12 Things We Sort Of Don't Want To Write About Because We’re Terrified Of Them Selling Out

 
 

by The Candidly Team


Not sure about you but we LOVE a good peek behind the curtain - what music our favorite band listens to, what comedian makes the comedians laugh. Things like that.

And while 97% of what we do here is write about stuff we love, there’s a certain number of things we have … well let’s just let’s call them mixed feelings about sharing. Not because they’re not wonderful (they are!) but because of what sharing them might do to their availability.

On the other hand, we also wanna keep the brands making them in business. So we set aside our biases, stockpiled this entire list before showing it to you, and without further ado, here are 12 glorious things us real humans behind The Candidly cannot live without.

**Provided information**.
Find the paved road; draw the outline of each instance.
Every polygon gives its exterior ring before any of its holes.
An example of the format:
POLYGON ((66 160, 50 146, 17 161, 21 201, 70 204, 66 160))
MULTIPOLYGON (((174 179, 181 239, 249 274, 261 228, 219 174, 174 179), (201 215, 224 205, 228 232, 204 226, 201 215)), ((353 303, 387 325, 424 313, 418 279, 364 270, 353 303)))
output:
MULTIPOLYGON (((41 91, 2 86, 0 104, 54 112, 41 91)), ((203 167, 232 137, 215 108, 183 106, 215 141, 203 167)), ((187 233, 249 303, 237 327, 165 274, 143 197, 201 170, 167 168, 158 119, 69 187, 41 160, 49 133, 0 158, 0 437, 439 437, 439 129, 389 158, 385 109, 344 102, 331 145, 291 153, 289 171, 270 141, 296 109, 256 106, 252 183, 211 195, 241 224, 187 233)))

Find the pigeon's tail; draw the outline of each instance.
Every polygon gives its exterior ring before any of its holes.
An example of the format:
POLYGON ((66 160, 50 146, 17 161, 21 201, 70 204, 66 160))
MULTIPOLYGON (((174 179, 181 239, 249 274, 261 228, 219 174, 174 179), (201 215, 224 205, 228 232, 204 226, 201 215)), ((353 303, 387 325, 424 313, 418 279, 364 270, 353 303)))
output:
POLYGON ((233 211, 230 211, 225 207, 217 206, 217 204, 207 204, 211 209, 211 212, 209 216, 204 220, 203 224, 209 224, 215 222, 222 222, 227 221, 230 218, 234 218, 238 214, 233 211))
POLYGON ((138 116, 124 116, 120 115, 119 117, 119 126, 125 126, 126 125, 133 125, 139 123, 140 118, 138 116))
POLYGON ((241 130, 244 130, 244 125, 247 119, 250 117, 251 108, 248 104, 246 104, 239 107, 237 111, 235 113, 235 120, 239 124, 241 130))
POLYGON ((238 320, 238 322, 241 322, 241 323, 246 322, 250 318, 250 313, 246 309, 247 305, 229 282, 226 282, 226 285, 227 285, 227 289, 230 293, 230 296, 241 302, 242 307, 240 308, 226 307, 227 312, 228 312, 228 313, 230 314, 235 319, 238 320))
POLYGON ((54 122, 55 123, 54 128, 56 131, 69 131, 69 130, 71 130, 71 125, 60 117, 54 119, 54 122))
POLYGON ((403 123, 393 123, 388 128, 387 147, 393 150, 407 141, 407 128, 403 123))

**Task goal**.
Can you quote the part of the Candidly article above that runs between "And while 97%" and "cannot live without.", inclusive, word for word?

**Written answer**.
And while 97% of what we do here is write about stuff we love, there’s a certain number of things we have … well let’s just let’s call them mixed feelings about sharing. Not because they’re not wonderful (they are!) but because of what sharing them might do to their availability.

On the other hand, we also wanna keep the brands making them in business. So we set aside our biases, stockpiled this entire list before showing it to you, and without further ado, here are 12 glorious things us real humans behind The Candidly cannot live without.